(Point-based annotation data)
=======

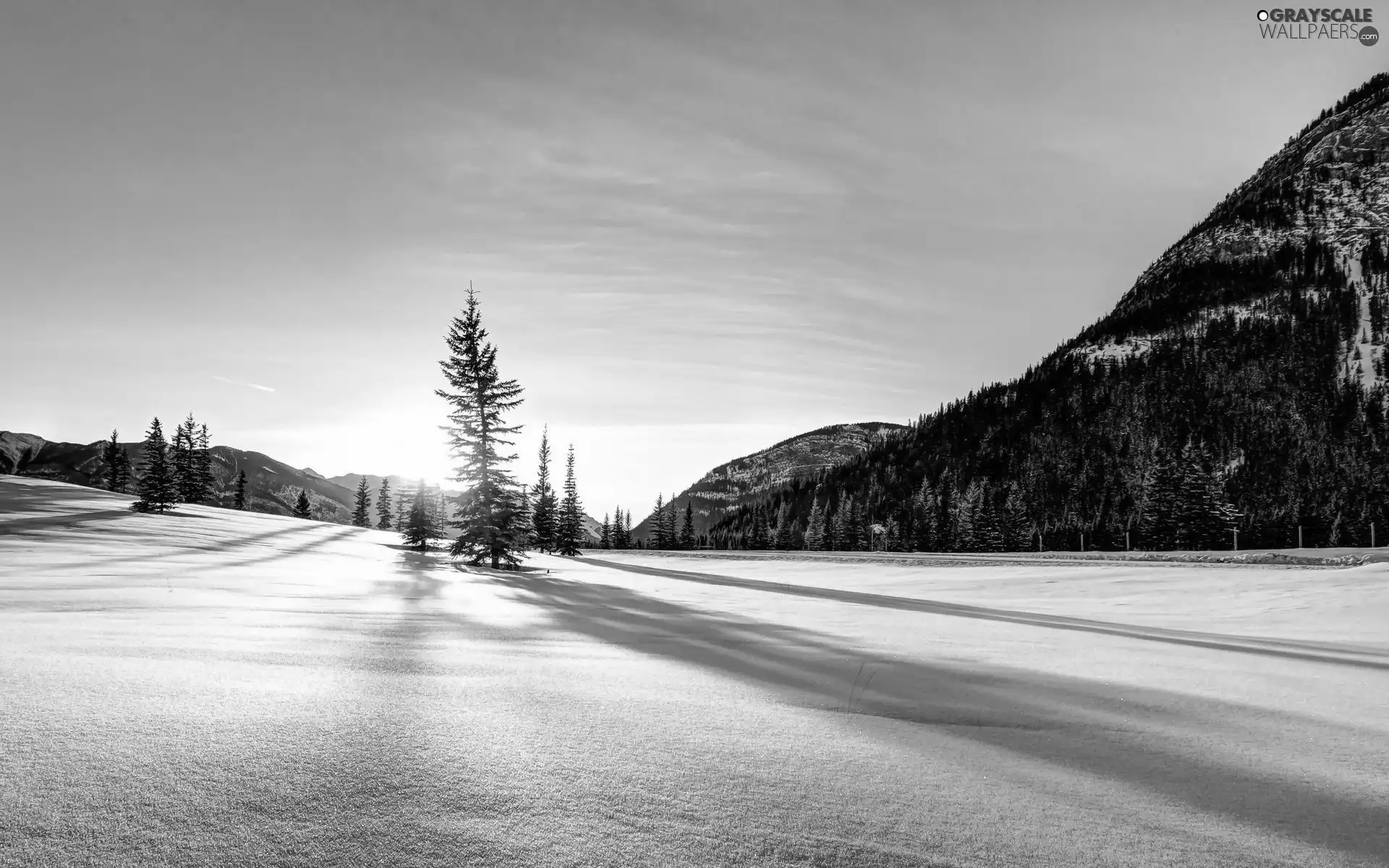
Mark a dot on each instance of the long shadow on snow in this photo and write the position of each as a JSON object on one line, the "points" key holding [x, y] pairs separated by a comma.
{"points": [[1150, 739], [1221, 642]]}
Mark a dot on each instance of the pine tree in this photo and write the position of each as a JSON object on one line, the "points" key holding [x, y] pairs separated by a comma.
{"points": [[688, 527], [185, 461], [572, 514], [492, 519], [782, 538], [924, 519], [816, 525], [656, 538], [420, 525], [383, 506], [988, 529], [363, 504], [621, 535], [156, 486], [543, 516], [111, 453], [851, 539], [202, 467]]}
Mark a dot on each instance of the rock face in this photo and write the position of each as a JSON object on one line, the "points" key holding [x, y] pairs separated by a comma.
{"points": [[745, 480], [1252, 347]]}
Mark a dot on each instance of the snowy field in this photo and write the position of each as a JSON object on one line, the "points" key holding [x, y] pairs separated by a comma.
{"points": [[210, 688]]}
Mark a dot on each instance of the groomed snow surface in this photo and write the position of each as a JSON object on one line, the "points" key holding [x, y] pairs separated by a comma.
{"points": [[210, 688]]}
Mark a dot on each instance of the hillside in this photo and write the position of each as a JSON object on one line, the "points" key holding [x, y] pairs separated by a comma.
{"points": [[1246, 363], [745, 480], [271, 485]]}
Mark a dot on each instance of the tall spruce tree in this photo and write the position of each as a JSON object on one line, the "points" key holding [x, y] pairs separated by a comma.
{"points": [[116, 463], [816, 524], [782, 535], [545, 509], [184, 460], [203, 478], [157, 488], [490, 517], [383, 506], [572, 513], [362, 509], [688, 527], [656, 537], [420, 527], [621, 537]]}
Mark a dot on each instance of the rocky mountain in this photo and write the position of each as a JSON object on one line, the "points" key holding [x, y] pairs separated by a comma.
{"points": [[1239, 383], [745, 480]]}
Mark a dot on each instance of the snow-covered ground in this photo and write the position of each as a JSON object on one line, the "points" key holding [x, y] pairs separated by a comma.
{"points": [[211, 688]]}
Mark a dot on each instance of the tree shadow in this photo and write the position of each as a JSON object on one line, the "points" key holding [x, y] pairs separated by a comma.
{"points": [[1310, 652], [1144, 738], [14, 527]]}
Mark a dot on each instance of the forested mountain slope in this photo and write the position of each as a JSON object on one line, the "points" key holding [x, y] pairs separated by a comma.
{"points": [[271, 485], [747, 480], [1238, 385]]}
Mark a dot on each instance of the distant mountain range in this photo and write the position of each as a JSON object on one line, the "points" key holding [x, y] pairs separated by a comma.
{"points": [[1244, 374], [742, 481], [271, 485]]}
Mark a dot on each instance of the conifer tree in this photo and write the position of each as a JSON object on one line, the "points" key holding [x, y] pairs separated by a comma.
{"points": [[621, 535], [545, 510], [656, 538], [688, 527], [816, 524], [782, 535], [184, 460], [420, 525], [363, 504], [157, 488], [572, 513], [116, 461], [490, 517], [851, 538], [383, 506], [203, 478]]}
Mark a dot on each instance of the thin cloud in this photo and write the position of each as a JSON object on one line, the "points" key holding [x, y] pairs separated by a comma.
{"points": [[237, 382]]}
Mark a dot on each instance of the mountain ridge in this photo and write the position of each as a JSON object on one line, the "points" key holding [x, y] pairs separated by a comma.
{"points": [[732, 482], [1252, 350]]}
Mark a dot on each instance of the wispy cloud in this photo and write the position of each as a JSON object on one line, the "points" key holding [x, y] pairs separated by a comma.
{"points": [[237, 382]]}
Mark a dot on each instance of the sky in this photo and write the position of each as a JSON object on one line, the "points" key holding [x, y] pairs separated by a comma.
{"points": [[696, 228]]}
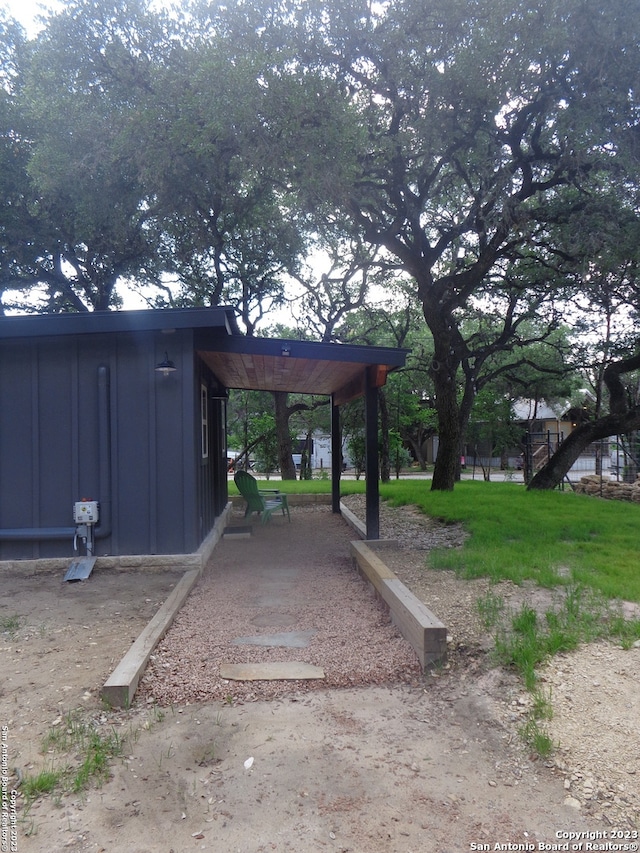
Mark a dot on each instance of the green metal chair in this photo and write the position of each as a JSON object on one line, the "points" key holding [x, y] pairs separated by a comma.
{"points": [[263, 501]]}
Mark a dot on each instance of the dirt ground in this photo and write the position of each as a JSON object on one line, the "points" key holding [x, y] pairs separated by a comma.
{"points": [[434, 764]]}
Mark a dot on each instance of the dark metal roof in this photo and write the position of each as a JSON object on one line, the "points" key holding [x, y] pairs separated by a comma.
{"points": [[303, 367], [262, 364], [96, 322]]}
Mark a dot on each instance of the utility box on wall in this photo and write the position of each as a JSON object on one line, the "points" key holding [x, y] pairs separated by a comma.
{"points": [[84, 411]]}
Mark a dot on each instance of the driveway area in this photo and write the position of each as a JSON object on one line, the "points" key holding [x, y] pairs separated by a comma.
{"points": [[374, 757]]}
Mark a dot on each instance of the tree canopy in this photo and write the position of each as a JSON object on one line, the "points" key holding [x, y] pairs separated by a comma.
{"points": [[483, 156]]}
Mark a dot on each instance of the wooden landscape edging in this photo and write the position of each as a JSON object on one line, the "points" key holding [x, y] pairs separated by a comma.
{"points": [[119, 689], [418, 625]]}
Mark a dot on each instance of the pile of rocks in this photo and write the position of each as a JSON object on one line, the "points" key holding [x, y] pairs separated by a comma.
{"points": [[610, 489]]}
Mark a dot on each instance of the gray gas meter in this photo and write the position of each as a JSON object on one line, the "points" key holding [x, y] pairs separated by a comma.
{"points": [[85, 512]]}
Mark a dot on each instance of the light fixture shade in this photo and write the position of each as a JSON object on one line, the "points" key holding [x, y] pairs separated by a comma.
{"points": [[167, 366]]}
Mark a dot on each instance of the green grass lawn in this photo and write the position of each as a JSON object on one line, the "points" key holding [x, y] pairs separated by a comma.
{"points": [[550, 537]]}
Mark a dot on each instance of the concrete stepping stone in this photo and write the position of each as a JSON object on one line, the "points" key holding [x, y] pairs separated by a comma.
{"points": [[286, 639], [275, 671]]}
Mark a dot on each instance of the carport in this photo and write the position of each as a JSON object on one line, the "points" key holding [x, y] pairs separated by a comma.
{"points": [[342, 372]]}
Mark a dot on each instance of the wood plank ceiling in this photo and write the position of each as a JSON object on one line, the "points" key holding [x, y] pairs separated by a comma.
{"points": [[251, 371]]}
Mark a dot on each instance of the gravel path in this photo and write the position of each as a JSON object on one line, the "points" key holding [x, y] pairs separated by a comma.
{"points": [[261, 586], [594, 691]]}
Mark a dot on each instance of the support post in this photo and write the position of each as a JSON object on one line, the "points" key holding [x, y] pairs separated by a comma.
{"points": [[336, 456], [371, 458]]}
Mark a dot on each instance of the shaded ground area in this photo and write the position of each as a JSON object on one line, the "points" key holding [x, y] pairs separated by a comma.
{"points": [[412, 764], [290, 593]]}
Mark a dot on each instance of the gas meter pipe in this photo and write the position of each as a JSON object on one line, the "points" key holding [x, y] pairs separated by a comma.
{"points": [[103, 529]]}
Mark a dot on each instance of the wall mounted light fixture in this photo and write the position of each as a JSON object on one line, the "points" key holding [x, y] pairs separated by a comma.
{"points": [[166, 367]]}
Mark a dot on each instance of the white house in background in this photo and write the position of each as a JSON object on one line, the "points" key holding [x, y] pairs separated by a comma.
{"points": [[321, 451]]}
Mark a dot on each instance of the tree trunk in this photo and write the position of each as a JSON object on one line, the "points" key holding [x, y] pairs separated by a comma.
{"points": [[556, 469], [285, 450], [448, 458], [622, 420], [385, 462]]}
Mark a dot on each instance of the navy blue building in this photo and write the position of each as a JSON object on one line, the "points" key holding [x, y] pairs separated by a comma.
{"points": [[86, 414]]}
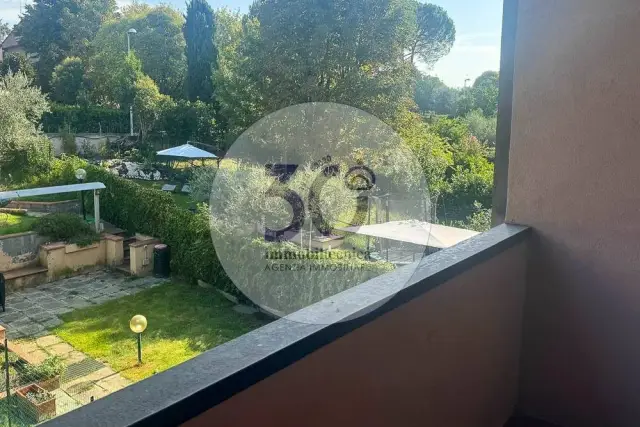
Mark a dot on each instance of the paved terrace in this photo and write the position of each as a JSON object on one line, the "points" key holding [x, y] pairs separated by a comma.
{"points": [[33, 312]]}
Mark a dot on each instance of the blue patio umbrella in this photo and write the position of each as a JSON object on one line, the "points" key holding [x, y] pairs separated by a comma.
{"points": [[187, 151]]}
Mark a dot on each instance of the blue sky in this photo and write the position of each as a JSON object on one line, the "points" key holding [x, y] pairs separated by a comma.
{"points": [[477, 47]]}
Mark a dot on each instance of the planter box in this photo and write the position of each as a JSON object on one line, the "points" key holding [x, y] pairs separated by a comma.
{"points": [[38, 411], [50, 384]]}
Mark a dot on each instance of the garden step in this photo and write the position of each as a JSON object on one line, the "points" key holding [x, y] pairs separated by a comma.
{"points": [[23, 272], [124, 268]]}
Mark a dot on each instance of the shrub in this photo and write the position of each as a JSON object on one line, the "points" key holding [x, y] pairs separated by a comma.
{"points": [[69, 143], [482, 127], [155, 213], [52, 366], [61, 171], [66, 227], [85, 119]]}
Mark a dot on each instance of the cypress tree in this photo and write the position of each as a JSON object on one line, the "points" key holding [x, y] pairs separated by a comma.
{"points": [[202, 54]]}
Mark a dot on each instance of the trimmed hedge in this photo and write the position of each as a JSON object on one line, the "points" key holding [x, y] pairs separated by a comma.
{"points": [[92, 119], [153, 212]]}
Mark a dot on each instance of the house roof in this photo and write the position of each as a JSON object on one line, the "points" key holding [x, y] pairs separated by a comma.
{"points": [[10, 41], [31, 192], [416, 232], [187, 151]]}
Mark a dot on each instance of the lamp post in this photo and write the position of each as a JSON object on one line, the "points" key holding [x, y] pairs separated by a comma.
{"points": [[81, 175], [129, 34], [138, 324]]}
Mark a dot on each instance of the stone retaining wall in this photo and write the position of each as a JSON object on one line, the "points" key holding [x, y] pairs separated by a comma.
{"points": [[66, 206], [19, 250]]}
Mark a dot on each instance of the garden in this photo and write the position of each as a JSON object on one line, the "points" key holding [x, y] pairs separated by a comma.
{"points": [[206, 76]]}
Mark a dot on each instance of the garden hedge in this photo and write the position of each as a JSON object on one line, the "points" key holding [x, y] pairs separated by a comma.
{"points": [[78, 119], [149, 211], [152, 212]]}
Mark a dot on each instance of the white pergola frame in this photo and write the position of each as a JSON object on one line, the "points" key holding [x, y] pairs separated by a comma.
{"points": [[60, 189]]}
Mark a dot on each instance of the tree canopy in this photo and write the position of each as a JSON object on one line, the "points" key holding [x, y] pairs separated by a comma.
{"points": [[345, 51], [202, 54], [17, 63], [434, 36], [57, 29], [67, 81], [5, 29], [159, 45], [24, 150], [485, 90]]}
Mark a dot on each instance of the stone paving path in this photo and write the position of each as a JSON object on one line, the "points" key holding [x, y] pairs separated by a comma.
{"points": [[33, 312], [95, 380]]}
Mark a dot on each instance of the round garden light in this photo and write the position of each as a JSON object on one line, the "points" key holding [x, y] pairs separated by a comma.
{"points": [[138, 324], [81, 175]]}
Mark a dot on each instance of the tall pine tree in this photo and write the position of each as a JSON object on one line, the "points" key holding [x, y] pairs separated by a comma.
{"points": [[202, 54]]}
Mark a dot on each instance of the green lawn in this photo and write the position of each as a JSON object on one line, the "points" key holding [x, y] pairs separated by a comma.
{"points": [[10, 224], [183, 321], [182, 199]]}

=======

Exercise
Put the listing from the line with "Mark a dot on each instance of the stone paving" through the end into a two-column CSV with the headers input and output. Give one row for each line of wording and the answer after it, with each field in quotation marks and any line breaks replaced by spaces.

Reply to the exercise
input,output
"Mark a dot on each instance of the stone paving path in this photo and write the position of each as a JSON object on one line, the ""points"" key holding [x, y] pairs separated by a comma.","{""points"": [[33, 312], [95, 380]]}"
"Mark a dot on each instance of the round garden light in this photo and write the position of each as a JSON object on one line, the ""points"" key holding [x, y] pairs separated by a comma.","{""points"": [[138, 324], [81, 175]]}"
"Mark a dot on each instance of the tall pine tree in this photo and write the position of each as a JSON object on one line, the ""points"" key holding [x, y] pairs separated by a comma.","{""points"": [[202, 54]]}"
"Mark a dot on each instance of the green lawn in this photo and write the position of each as a JSON object on one line, the ""points"" key holding [x, y] pairs separated by a comma.","{""points"": [[10, 224], [183, 321], [182, 199]]}"